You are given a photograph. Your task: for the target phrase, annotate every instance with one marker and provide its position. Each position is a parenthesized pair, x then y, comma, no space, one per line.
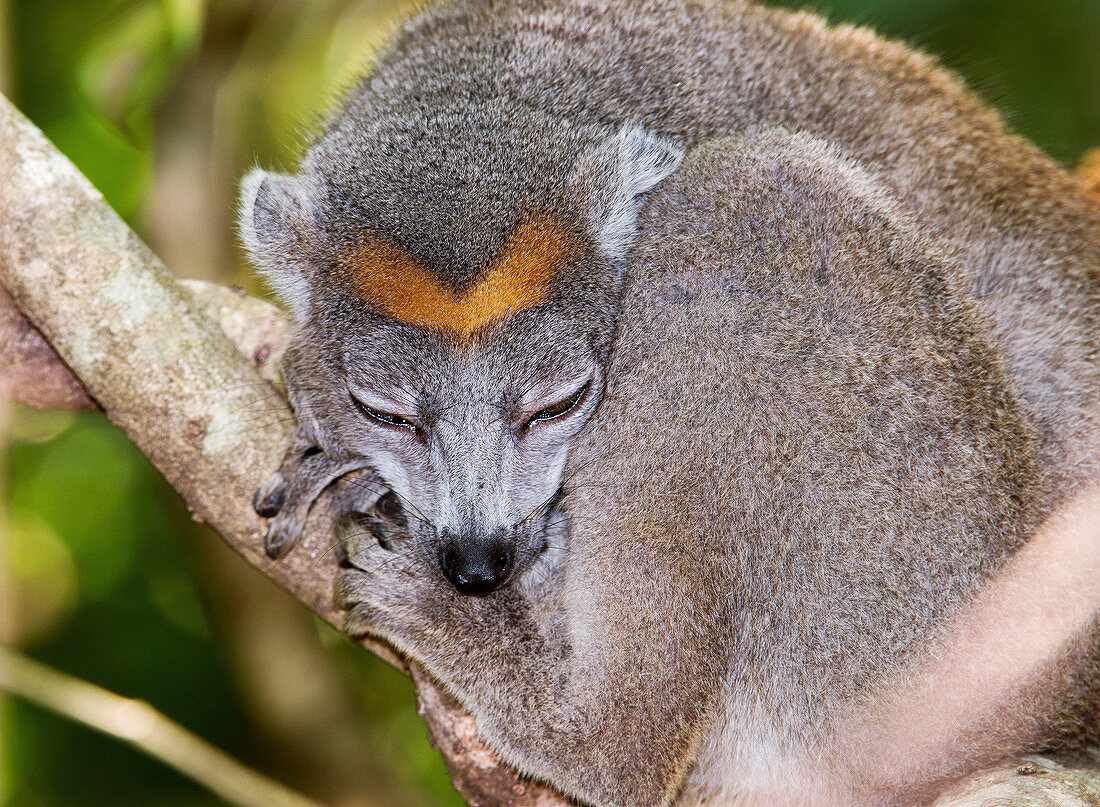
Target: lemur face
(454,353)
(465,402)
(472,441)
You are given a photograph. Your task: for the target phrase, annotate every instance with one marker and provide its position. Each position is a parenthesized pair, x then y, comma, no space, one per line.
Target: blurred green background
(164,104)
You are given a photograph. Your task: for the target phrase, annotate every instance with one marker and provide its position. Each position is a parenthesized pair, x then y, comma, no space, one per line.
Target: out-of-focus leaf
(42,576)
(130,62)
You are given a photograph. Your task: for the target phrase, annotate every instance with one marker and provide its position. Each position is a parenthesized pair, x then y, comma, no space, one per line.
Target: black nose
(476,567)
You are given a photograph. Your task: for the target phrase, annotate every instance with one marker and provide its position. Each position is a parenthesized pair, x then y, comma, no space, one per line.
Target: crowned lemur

______

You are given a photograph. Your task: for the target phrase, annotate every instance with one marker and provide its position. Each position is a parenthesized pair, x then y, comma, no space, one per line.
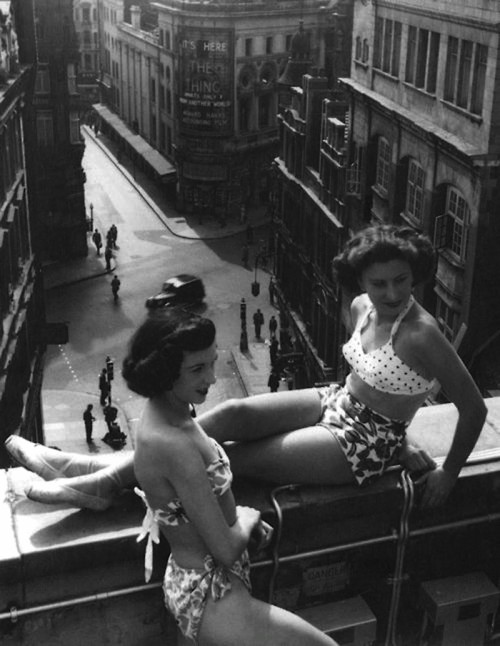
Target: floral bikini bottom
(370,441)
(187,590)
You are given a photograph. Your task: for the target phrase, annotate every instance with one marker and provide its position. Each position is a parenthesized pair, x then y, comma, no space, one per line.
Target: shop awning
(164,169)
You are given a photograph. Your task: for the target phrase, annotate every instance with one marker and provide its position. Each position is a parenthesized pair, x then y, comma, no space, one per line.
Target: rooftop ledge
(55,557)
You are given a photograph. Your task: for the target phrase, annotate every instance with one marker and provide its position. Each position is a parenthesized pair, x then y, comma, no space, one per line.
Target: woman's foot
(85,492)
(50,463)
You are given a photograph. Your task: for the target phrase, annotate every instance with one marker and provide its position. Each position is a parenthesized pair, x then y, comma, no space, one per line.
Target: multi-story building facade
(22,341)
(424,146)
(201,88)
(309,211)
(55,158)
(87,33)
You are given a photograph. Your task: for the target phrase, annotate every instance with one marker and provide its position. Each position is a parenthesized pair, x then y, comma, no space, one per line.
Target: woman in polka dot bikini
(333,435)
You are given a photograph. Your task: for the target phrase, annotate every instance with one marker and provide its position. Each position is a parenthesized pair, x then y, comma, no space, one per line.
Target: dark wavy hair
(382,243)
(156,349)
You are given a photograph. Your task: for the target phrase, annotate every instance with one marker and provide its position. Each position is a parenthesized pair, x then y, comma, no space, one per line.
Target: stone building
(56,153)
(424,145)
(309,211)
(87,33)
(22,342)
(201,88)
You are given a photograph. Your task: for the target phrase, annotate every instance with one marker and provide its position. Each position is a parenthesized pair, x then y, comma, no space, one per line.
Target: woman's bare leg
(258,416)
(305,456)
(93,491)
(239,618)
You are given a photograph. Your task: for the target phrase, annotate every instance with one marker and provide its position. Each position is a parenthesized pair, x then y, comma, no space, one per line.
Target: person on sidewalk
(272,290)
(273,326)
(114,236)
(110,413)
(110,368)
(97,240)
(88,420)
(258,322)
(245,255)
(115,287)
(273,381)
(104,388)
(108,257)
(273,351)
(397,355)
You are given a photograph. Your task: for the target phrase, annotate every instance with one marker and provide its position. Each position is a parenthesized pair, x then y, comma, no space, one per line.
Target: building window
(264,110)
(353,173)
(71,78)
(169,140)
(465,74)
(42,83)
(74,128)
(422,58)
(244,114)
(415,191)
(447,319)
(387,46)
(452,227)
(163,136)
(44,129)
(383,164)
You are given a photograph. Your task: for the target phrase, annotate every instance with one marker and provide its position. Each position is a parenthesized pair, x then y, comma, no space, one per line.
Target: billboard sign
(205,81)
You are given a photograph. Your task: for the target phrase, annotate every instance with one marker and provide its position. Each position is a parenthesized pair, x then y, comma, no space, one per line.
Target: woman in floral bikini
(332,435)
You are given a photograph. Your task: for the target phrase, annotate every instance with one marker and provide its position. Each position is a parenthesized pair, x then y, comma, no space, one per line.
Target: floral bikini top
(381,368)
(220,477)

______

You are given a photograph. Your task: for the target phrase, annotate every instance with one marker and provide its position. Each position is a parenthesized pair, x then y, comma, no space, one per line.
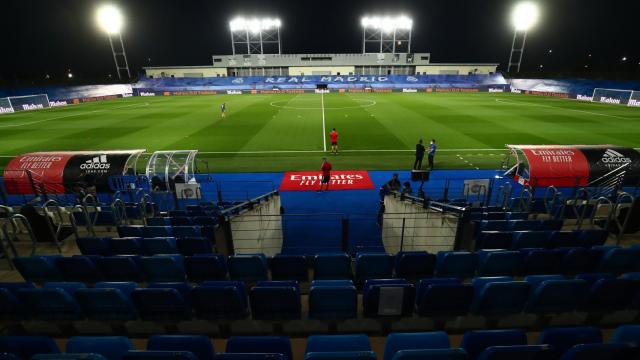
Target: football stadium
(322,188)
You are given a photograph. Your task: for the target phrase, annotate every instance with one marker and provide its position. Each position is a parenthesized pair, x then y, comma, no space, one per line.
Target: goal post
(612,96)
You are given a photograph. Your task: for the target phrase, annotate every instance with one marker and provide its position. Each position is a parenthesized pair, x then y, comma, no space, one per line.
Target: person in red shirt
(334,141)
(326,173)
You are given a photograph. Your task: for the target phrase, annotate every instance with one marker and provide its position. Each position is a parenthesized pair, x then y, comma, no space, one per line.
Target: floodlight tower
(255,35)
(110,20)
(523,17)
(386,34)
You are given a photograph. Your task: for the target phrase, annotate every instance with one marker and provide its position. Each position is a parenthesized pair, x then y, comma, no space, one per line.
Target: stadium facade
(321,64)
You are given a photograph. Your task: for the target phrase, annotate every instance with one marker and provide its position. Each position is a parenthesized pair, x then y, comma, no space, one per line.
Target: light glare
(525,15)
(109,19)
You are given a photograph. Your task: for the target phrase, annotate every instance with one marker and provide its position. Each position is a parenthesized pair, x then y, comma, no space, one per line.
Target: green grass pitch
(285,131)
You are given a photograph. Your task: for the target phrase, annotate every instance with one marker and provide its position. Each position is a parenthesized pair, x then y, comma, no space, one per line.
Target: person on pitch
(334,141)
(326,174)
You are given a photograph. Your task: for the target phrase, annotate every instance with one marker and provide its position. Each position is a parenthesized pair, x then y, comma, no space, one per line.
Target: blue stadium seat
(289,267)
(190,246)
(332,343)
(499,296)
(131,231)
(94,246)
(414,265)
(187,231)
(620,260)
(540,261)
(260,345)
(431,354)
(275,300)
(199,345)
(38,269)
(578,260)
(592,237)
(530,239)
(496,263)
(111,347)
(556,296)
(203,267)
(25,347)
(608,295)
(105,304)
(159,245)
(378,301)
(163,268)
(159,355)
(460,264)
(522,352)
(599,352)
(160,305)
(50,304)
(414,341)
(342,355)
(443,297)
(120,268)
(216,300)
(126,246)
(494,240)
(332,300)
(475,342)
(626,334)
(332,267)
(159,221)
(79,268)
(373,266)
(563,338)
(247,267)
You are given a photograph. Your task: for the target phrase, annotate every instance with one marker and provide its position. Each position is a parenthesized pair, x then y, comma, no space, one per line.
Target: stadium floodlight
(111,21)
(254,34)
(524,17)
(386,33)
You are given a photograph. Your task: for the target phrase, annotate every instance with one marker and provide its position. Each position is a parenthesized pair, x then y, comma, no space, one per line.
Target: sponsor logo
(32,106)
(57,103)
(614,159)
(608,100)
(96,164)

______

**What you have to do**
Only those lines of the entries above that run from the line containing "Target: black nose" to the line containing "Target: crowned lemur", both included, should be transcribed exactly.

**Solution to this task**
Target: black nose
(476,567)
You are given a photograph. Your task: for the target phrase, annotate every instance with one marker and provide its position. Each position is a parenthesized pair, x then y, comma, no space, one per line.
Target: crowned lemur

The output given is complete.